• DATA EXTRACT
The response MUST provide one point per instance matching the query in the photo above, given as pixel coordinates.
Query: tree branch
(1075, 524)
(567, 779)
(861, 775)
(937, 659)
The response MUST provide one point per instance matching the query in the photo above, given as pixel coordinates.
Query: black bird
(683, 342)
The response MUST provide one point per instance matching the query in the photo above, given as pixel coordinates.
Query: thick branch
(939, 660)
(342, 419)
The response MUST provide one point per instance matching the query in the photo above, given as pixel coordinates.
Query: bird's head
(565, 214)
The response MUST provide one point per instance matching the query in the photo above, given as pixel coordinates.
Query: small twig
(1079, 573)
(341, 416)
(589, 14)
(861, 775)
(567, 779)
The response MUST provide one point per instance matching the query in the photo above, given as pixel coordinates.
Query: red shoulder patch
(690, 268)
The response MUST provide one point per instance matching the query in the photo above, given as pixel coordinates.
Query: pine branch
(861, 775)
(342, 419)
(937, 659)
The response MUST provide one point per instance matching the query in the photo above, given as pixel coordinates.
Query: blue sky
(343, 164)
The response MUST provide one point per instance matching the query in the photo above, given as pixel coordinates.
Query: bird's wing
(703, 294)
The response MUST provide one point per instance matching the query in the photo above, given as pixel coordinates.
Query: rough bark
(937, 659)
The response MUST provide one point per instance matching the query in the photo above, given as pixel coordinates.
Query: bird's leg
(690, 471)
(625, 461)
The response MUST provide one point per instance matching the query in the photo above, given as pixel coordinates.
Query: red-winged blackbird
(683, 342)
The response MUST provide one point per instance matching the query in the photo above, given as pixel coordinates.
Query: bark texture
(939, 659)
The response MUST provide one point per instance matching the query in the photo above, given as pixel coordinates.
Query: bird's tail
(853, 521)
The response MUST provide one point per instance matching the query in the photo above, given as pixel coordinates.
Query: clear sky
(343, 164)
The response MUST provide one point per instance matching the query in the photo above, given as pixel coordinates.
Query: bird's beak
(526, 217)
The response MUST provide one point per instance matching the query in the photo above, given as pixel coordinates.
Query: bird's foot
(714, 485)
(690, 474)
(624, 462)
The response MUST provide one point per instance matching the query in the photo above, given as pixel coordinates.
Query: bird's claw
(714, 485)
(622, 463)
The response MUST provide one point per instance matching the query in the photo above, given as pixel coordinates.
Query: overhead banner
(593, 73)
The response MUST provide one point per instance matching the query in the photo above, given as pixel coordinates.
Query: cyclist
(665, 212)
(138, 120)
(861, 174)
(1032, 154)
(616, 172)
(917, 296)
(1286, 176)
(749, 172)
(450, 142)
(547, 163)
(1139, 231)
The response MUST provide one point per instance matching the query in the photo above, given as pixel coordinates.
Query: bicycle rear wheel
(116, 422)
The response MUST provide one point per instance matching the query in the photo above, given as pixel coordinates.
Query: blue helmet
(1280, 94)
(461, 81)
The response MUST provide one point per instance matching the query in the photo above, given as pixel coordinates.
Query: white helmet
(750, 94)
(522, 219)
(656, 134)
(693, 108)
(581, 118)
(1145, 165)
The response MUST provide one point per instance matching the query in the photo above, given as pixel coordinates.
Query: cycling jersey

• DIRECTION
From the first line to the last, retype the data exactly.

• OUTPUT OF THE TASK
The response MUST provide one point per instance matching the query in the photo above, given as pixel coordinates.
Query: tree branch
(1075, 524)
(567, 779)
(861, 775)
(937, 659)
The response MUST provide one point per instance matching the query in the photo above, given as pixel coordinates.
Query: black bird
(683, 342)
The response MUST provide one point per instance matching the query in the photo above, given as pixel coordinates.
Query: thick branch
(939, 660)
(342, 419)
The response MUST provide one point per instance matching the query in the photo above, given as pixel coordinates.
Query: bird's head
(565, 214)
The response MUST provide one point per instance matching the query in the photo above, given as pixel coordinates.
Query: small twig
(1079, 573)
(341, 416)
(589, 14)
(861, 775)
(567, 779)
The response MUST provide one point per instance matching the query in the photo above, given as pixel coordinates.
Query: red shoulder patch
(690, 268)
The response MUST provide one point per instance matching the query in the photo above, given as pixel coordinates.
Query: pine branch
(861, 775)
(342, 419)
(937, 659)
The response MUST provide one point per instance matching the query in the photo above, given as pixel coordinates.
Query: blue sky
(343, 164)
The response MUST provide one point per instance matching the query in the photo above, given as pixel coordinates.
Query: bird's wing
(703, 294)
The response MUST provide one point per instance matching the query in the photo above, given as pixel coordinates.
Query: rough bark
(937, 659)
The response MUST provide one point per instance matching the query in the photo above, given as pixel coordinates.
Query: bird's leg
(690, 471)
(625, 461)
The response MUST provide one point per instance matching the query in the photo above, given as pixel coordinates.
Query: red-winged blackbird
(683, 342)
The response MUST provide one point per instance matching the query in the photo above, given as pixel coordinates.
Query: bark texture
(939, 659)
The response MUST provide one point per instance matching the query in the photo above, given as pixel coordinates.
Query: bird's tail
(853, 521)
The response MUST provide one point per instance matching the query in the photo above, given as pixel coordinates.
Query: clear sky
(343, 164)
The response MUST provide one point per instance matching the query in the photo above, given as pixel coordinates.
Query: bird's beak
(526, 217)
The response MUST provide one point per instance matching the query in the photo above, given as pixel coordinates.
Query: bird's foot
(714, 485)
(690, 474)
(624, 462)
The response MUST provide one point per instance matching the query in the photo above, given as pixel coordinates.
Query: bird's claw
(714, 485)
(622, 463)
The response MUST provide one point per instance matching the query in the photo above, given as pixel coordinates.
Query: overhead banner
(593, 73)
The response MUST provide one point per instance matching the query in the photo above, given as pixel coordinates.
Query: cyclist
(665, 212)
(138, 120)
(861, 174)
(1032, 154)
(616, 172)
(917, 296)
(1286, 176)
(749, 172)
(450, 142)
(547, 163)
(1139, 231)
The response MUST provide one point per instance matching the query in the photo above, given as pixel coordinates.
Query: bicycle rear wheel
(116, 422)
The response MUST provide one point per instance matching the query in the photo above, given as pixel coordinates.
Query: blue helmet
(1280, 94)
(461, 81)
The response MUST provide one point per instance matching the query in the photo above, given as pixel coordinates.
Query: white helmet
(750, 94)
(522, 219)
(656, 134)
(693, 108)
(581, 118)
(1145, 165)
The response MUST provide one point per instance matching the query in the photo above, given as pixel coordinates.
Query: cycling jersey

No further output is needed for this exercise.